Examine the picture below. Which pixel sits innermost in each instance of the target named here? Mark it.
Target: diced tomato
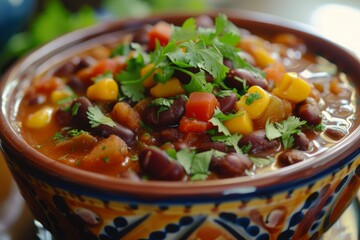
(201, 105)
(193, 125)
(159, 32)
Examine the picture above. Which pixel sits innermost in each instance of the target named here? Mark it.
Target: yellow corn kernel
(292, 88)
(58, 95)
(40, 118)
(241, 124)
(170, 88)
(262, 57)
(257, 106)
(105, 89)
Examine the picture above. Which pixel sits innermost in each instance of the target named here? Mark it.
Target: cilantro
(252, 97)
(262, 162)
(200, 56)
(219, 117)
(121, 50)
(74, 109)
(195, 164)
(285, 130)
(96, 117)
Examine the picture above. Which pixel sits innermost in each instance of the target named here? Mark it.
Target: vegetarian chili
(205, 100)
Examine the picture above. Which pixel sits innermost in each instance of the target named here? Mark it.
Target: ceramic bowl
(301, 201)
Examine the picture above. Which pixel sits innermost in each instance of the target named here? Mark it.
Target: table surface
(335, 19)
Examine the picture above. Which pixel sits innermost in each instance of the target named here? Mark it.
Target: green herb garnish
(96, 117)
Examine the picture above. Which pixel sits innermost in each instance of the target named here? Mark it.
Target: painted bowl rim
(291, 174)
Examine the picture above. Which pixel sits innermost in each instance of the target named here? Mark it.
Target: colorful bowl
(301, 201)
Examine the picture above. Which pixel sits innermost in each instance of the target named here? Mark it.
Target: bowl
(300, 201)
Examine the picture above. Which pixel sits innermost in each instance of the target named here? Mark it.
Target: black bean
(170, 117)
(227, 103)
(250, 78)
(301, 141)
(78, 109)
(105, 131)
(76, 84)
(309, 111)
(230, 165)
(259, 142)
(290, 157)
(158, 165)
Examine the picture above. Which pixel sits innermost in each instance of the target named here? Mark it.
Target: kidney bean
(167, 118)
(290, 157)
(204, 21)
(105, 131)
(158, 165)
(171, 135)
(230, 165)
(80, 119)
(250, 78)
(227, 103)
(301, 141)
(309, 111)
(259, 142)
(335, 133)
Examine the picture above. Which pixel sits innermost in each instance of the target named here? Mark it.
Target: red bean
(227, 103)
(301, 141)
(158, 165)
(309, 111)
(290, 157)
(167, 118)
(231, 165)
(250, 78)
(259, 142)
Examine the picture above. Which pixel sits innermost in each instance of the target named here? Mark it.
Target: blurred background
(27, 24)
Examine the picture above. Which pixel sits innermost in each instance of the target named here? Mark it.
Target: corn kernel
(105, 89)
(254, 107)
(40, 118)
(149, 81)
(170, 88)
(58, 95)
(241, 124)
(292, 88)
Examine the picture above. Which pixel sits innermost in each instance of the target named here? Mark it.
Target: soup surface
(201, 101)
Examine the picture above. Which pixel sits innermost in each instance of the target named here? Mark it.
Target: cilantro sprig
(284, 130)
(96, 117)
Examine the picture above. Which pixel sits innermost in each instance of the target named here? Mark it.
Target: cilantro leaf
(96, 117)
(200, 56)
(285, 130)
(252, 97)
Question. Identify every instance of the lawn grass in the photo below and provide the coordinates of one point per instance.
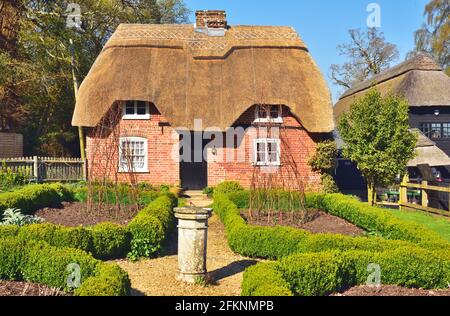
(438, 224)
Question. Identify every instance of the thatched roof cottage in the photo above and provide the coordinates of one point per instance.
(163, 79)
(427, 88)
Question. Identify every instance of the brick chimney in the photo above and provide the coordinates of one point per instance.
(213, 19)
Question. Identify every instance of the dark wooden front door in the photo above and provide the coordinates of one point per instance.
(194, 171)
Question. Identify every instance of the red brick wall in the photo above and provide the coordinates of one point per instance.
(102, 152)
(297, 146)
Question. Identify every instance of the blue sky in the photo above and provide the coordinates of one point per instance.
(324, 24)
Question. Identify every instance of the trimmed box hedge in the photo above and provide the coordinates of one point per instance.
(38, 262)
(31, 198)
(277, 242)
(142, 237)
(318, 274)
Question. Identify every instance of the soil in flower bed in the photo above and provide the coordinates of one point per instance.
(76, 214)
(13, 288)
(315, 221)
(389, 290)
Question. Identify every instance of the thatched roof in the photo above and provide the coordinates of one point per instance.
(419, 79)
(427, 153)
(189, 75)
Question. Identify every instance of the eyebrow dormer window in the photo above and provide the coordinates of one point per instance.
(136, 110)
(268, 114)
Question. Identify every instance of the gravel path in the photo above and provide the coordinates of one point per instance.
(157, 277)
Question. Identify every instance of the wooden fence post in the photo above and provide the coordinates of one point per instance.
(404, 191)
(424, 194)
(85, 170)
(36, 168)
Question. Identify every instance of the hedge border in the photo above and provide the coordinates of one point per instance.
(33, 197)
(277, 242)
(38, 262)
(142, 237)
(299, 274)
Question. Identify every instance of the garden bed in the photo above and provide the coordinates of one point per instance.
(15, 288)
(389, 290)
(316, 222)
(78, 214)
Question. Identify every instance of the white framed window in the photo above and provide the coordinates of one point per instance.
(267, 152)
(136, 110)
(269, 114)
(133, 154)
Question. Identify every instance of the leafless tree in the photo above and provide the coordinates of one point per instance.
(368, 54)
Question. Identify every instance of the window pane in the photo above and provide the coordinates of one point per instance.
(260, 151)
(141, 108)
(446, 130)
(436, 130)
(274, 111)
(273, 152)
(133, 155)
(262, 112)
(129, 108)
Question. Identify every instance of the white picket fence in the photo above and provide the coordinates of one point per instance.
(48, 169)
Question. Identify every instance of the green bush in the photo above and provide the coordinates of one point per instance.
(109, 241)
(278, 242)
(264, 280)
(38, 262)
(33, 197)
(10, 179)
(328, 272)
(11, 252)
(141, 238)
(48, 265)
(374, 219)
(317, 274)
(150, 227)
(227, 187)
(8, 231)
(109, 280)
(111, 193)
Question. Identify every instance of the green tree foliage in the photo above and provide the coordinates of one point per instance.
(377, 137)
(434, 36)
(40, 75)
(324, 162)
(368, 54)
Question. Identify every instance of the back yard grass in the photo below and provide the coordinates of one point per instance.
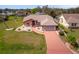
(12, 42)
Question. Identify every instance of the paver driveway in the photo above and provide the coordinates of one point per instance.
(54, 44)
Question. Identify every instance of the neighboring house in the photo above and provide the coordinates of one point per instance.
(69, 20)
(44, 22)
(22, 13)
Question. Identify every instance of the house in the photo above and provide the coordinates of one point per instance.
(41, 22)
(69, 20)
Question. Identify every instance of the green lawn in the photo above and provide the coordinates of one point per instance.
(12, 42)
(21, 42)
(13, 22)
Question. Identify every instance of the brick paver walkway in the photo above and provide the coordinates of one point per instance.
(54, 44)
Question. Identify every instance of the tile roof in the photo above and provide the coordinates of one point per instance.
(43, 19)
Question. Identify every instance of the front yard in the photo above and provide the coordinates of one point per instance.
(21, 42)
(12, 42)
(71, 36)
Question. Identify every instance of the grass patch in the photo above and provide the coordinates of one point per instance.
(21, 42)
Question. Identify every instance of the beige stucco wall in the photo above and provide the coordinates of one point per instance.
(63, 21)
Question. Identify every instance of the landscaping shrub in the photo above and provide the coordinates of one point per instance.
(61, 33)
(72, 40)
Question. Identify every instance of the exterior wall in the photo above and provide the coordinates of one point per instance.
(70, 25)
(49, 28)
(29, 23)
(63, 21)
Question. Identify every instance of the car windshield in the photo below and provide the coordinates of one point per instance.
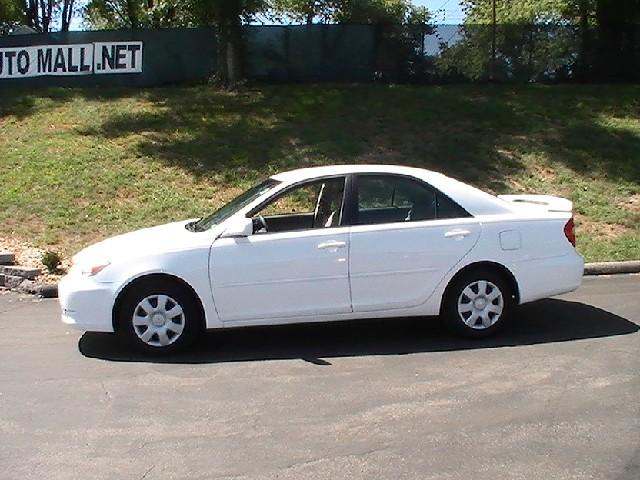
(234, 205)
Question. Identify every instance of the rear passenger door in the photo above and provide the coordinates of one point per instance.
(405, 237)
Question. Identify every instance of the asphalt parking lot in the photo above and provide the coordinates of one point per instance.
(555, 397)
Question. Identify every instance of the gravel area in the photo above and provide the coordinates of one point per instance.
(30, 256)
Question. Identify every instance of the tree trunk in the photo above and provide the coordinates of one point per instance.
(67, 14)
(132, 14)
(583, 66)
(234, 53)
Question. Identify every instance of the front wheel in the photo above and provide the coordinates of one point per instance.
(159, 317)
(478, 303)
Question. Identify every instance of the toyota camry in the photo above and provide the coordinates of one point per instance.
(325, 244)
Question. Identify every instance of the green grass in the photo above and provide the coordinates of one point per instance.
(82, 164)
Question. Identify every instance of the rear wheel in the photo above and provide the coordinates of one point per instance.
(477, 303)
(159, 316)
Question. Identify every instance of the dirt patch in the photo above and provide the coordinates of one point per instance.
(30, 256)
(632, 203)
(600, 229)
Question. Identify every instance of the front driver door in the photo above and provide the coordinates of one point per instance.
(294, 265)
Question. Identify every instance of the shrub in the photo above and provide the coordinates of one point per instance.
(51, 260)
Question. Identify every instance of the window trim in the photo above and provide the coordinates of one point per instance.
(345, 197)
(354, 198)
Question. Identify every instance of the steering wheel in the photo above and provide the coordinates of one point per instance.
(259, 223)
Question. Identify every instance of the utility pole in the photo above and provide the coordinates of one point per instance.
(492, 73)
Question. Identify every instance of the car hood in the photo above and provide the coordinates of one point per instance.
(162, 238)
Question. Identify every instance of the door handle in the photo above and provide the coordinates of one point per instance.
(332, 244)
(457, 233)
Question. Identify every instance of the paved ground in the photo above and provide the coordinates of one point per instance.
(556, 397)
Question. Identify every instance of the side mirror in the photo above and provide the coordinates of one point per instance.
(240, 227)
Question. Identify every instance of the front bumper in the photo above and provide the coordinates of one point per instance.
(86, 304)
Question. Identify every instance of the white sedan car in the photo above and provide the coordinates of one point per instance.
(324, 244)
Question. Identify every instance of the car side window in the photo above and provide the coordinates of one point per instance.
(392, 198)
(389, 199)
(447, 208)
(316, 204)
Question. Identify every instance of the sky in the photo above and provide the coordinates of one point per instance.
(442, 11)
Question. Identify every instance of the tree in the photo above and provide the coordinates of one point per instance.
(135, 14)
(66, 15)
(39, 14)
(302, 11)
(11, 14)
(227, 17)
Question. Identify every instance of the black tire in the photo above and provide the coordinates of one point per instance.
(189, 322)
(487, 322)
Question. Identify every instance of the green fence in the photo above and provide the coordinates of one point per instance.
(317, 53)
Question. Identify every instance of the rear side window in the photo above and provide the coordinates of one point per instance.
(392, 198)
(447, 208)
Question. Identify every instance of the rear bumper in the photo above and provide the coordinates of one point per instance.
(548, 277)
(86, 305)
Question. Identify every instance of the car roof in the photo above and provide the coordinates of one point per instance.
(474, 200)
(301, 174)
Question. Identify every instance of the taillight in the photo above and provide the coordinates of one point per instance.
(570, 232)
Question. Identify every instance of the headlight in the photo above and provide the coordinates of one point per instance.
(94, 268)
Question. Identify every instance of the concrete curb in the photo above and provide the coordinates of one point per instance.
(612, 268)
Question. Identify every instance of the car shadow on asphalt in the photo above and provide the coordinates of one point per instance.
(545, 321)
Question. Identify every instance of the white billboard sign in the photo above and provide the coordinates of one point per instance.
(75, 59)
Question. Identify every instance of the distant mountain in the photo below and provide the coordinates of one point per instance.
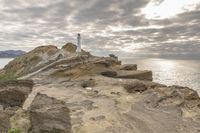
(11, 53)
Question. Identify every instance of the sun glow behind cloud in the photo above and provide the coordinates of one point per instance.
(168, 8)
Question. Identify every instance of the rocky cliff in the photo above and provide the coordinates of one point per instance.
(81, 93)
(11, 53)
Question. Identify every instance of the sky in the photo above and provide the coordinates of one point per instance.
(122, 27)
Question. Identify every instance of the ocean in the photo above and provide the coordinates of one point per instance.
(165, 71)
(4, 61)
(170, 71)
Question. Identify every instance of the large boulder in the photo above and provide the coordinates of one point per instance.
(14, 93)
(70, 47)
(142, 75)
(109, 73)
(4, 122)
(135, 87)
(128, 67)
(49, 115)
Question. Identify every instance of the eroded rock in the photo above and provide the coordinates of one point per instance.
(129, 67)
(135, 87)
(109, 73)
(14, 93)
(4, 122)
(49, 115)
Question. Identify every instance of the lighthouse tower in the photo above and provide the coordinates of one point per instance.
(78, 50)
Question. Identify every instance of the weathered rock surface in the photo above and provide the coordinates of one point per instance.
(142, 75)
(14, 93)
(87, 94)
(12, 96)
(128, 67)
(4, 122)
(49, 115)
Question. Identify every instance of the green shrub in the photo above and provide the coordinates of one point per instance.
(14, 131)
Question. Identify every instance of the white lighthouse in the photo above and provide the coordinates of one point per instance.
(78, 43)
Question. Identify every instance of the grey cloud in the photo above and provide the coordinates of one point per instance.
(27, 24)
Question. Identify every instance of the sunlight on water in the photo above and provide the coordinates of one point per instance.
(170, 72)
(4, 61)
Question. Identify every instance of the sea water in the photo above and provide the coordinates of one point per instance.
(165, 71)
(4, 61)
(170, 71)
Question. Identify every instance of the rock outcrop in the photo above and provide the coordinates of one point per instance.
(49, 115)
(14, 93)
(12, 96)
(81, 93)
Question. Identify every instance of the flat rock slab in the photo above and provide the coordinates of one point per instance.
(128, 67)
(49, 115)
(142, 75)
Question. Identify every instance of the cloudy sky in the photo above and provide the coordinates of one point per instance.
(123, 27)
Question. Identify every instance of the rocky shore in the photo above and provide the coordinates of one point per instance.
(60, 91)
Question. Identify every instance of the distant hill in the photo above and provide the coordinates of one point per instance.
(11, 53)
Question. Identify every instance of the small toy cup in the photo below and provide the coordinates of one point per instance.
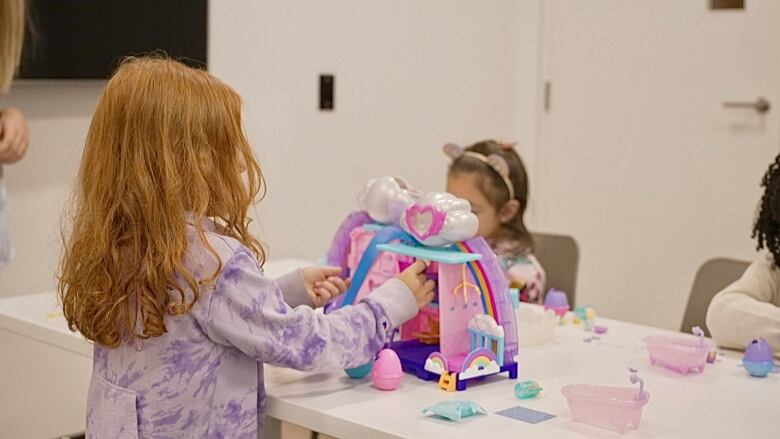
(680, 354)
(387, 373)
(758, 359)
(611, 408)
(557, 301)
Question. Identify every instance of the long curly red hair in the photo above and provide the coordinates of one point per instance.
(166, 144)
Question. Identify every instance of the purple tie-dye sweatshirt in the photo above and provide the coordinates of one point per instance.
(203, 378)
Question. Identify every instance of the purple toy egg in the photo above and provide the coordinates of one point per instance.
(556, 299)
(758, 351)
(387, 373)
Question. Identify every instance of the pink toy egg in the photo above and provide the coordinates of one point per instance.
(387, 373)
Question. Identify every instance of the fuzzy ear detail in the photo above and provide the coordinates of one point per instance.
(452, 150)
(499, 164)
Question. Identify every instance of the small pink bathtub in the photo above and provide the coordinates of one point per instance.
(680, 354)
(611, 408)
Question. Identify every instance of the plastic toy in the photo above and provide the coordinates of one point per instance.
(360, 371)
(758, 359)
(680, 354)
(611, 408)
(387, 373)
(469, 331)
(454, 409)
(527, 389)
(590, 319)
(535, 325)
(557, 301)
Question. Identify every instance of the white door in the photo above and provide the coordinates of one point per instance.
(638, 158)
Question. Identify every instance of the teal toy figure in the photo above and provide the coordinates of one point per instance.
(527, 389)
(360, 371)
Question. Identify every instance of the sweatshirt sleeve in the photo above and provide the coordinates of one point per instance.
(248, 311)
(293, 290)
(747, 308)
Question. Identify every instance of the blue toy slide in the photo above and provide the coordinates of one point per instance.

→ AIM OF THE EXERCISE
Every line from the one holding "Question. Identify every instance of the plastic" through the final line of the listing must be echoed exactly; leave out all other lines.

→ FINAL ANSWER
Question. Identify every instance of the plastic toy in the photo above and provide the coordinates of one point per instance.
(360, 371)
(758, 359)
(680, 354)
(611, 408)
(387, 373)
(469, 331)
(454, 409)
(527, 389)
(590, 319)
(535, 325)
(557, 301)
Question. Identify every instance of the white door in the photo above and provide the coordinates of one point per instance.
(638, 158)
Question. Identify every instance of the teal toy figure in the photo above and provide the coordinates of one point per instance.
(527, 389)
(360, 371)
Question. Identify every instance of the sweatshirt sleeve in the photo above and provide the coordinates of one point per instance.
(248, 311)
(293, 290)
(747, 308)
Question. Identify every instance of the blue toy slide in the photo above and provide the coordinates of one point per instance.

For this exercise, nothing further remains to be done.